• WHAT THE TASK REQUIRES: Format everything in the records below, from the line containing "Find the brown" down to the line containing "Outlines of the brown", as a Markdown table with columns Number and Text, omitting blank lines.

• DATA PROVIDED:
============================================================
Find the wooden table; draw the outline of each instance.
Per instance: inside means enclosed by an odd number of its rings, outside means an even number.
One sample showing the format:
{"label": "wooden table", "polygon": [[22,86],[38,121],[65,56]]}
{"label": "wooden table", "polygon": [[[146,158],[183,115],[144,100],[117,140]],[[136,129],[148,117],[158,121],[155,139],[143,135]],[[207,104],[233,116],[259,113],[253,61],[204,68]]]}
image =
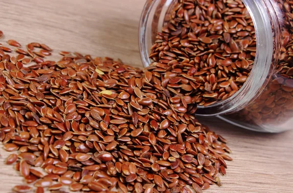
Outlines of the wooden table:
{"label": "wooden table", "polygon": [[[2,0],[0,30],[5,40],[23,45],[40,42],[57,51],[118,58],[141,67],[138,29],[144,4],[143,0]],[[221,177],[223,186],[205,192],[293,192],[293,130],[260,133],[216,118],[205,122],[229,140],[234,159]],[[0,148],[0,192],[11,192],[22,179],[3,164],[9,153]]]}

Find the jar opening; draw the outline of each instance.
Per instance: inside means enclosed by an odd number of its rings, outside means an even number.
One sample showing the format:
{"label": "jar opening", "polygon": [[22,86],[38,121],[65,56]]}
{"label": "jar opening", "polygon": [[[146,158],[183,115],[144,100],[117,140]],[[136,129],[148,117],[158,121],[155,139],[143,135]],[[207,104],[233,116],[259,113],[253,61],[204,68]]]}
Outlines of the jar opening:
{"label": "jar opening", "polygon": [[[142,14],[139,32],[141,56],[145,66],[151,62],[148,53],[154,43],[152,34],[160,31],[170,3],[174,1],[176,1],[148,0],[146,4]],[[223,101],[206,107],[199,106],[196,112],[197,115],[218,115],[239,110],[257,96],[265,85],[273,55],[273,34],[271,23],[272,19],[268,14],[267,5],[262,0],[243,0],[243,2],[251,14],[255,29],[256,51],[253,68],[246,82],[239,90]],[[160,7],[159,10],[158,6]]]}

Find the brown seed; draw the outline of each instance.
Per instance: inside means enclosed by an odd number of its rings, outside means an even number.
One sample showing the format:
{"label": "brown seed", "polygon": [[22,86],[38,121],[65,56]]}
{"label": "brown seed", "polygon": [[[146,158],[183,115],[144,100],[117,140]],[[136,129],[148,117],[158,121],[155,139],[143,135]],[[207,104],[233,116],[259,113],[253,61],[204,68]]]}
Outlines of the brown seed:
{"label": "brown seed", "polygon": [[0,39],[2,39],[4,37],[4,34],[2,31],[0,31]]}
{"label": "brown seed", "polygon": [[62,184],[56,184],[48,187],[48,190],[49,191],[59,190],[62,188]]}
{"label": "brown seed", "polygon": [[46,45],[46,44],[44,44],[43,43],[42,43],[41,44],[41,47],[42,47],[42,48],[43,48],[44,50],[46,50],[47,51],[53,51],[53,50],[52,49],[51,49],[49,46],[48,46],[47,45]]}
{"label": "brown seed", "polygon": [[21,44],[20,43],[19,43],[18,42],[16,42],[15,40],[9,40],[7,41],[7,43],[10,45],[12,45],[13,46],[15,46],[15,47],[21,47]]}
{"label": "brown seed", "polygon": [[210,38],[206,37],[199,37],[198,39],[202,42],[205,43],[211,43],[212,40]]}
{"label": "brown seed", "polygon": [[71,191],[78,192],[82,190],[83,187],[84,185],[82,184],[80,184],[79,183],[74,183],[70,185],[69,189]]}
{"label": "brown seed", "polygon": [[131,182],[136,179],[137,176],[134,173],[131,173],[128,175],[125,179],[127,182]]}
{"label": "brown seed", "polygon": [[53,185],[53,181],[48,178],[41,179],[36,182],[34,186],[36,187],[46,188]]}
{"label": "brown seed", "polygon": [[17,185],[13,188],[13,190],[17,193],[28,193],[32,190],[32,188],[25,185]]}
{"label": "brown seed", "polygon": [[152,145],[156,145],[157,144],[157,140],[156,139],[156,136],[153,133],[149,133],[148,136],[148,140],[151,144]]}
{"label": "brown seed", "polygon": [[192,188],[196,193],[202,193],[201,188],[196,183],[192,183]]}
{"label": "brown seed", "polygon": [[7,151],[15,151],[19,149],[19,147],[14,144],[6,144],[3,147],[4,149]]}
{"label": "brown seed", "polygon": [[27,176],[29,175],[29,165],[24,160],[21,160],[20,164],[20,172],[23,176]]}
{"label": "brown seed", "polygon": [[84,162],[88,160],[91,157],[91,156],[89,154],[82,153],[78,153],[75,156],[75,159],[80,162]]}
{"label": "brown seed", "polygon": [[42,187],[37,187],[36,193],[44,193],[44,189]]}
{"label": "brown seed", "polygon": [[162,179],[162,177],[158,175],[155,175],[154,176],[154,181],[155,181],[155,183],[160,187],[163,188],[164,187],[163,179]]}

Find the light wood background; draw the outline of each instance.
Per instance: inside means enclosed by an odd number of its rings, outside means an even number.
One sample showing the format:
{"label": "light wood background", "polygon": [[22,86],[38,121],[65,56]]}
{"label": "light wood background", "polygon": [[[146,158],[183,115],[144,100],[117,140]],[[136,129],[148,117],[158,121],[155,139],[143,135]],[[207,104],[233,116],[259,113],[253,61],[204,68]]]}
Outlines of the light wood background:
{"label": "light wood background", "polygon": [[[44,43],[69,50],[120,58],[142,66],[138,30],[144,0],[0,0],[0,30],[5,40],[22,45]],[[0,43],[5,41],[0,40]],[[204,121],[229,141],[234,160],[228,163],[223,186],[205,193],[293,193],[293,130],[279,134],[251,131],[216,118]],[[11,193],[23,181],[3,161],[0,146],[0,192]]]}

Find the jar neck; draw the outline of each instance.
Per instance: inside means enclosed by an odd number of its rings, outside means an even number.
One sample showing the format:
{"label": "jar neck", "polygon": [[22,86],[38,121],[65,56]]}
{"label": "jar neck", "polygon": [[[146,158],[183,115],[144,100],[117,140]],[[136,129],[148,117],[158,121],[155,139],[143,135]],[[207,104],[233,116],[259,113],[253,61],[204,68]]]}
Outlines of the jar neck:
{"label": "jar neck", "polygon": [[[266,0],[243,0],[252,19],[256,36],[253,67],[246,82],[234,95],[208,107],[198,107],[197,114],[219,115],[236,112],[256,98],[266,86],[276,66],[280,29],[273,4]],[[274,53],[273,53],[273,52]]]}
{"label": "jar neck", "polygon": [[[166,14],[178,0],[147,0],[140,23],[139,47],[145,67],[151,61],[148,53],[153,43],[153,31],[160,31]],[[252,19],[256,36],[256,52],[253,67],[241,88],[231,97],[207,107],[199,106],[199,115],[219,115],[243,108],[257,97],[267,84],[276,65],[281,35],[277,6],[274,0],[243,0]]]}

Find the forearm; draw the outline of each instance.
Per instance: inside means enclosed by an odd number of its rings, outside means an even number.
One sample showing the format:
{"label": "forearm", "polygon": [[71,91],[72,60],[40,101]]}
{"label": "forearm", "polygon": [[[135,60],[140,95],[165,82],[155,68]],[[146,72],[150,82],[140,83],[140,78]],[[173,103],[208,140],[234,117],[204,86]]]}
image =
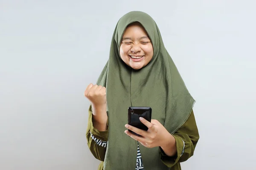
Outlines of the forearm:
{"label": "forearm", "polygon": [[167,156],[175,156],[177,152],[175,138],[172,135],[169,133],[165,140],[164,144],[161,148]]}
{"label": "forearm", "polygon": [[93,127],[100,131],[107,130],[108,115],[106,111],[106,105],[93,105],[92,107]]}

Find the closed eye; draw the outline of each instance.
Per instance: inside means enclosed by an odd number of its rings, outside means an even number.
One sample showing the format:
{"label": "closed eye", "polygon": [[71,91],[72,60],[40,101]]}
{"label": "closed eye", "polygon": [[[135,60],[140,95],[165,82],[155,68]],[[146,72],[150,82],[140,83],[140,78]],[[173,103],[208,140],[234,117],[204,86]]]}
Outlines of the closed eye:
{"label": "closed eye", "polygon": [[125,44],[128,44],[128,45],[131,44],[132,43],[131,42],[128,42],[128,43],[124,43]]}
{"label": "closed eye", "polygon": [[140,42],[141,43],[142,43],[142,44],[147,44],[148,43],[150,43],[150,42]]}

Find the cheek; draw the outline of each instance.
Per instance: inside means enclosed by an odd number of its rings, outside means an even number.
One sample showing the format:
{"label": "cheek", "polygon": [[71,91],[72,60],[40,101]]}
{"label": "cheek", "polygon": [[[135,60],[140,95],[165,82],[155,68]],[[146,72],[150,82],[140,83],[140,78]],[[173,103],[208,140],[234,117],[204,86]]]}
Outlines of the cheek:
{"label": "cheek", "polygon": [[144,49],[144,52],[146,53],[146,54],[150,57],[153,57],[153,55],[154,54],[154,51],[153,50],[153,47],[152,46],[148,46],[146,48],[145,48]]}
{"label": "cheek", "polygon": [[125,55],[127,54],[128,51],[129,50],[129,48],[127,46],[123,46],[122,44],[121,45],[120,47],[120,55]]}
============================================================
• IN RESPONSE:
| Number | Text |
|---|---|
| 1 | Find the brown seed; draw the outline of each instance. |
| 2 | Per instance: inside means enclosed by an odd number of its rings, outside means an even number. |
| 3 | One sample showing the format: |
| 4 | {"label": "brown seed", "polygon": [[22,86],[38,121],[65,56]]} |
| 5 | {"label": "brown seed", "polygon": [[[146,158],[183,115],[144,100],[117,140]],[[136,129],[148,117],[158,121],[155,139],[143,135]],[[207,104],[233,116],[259,113],[253,61],[204,68]]]} |
| 6 | Outlines of the brown seed: |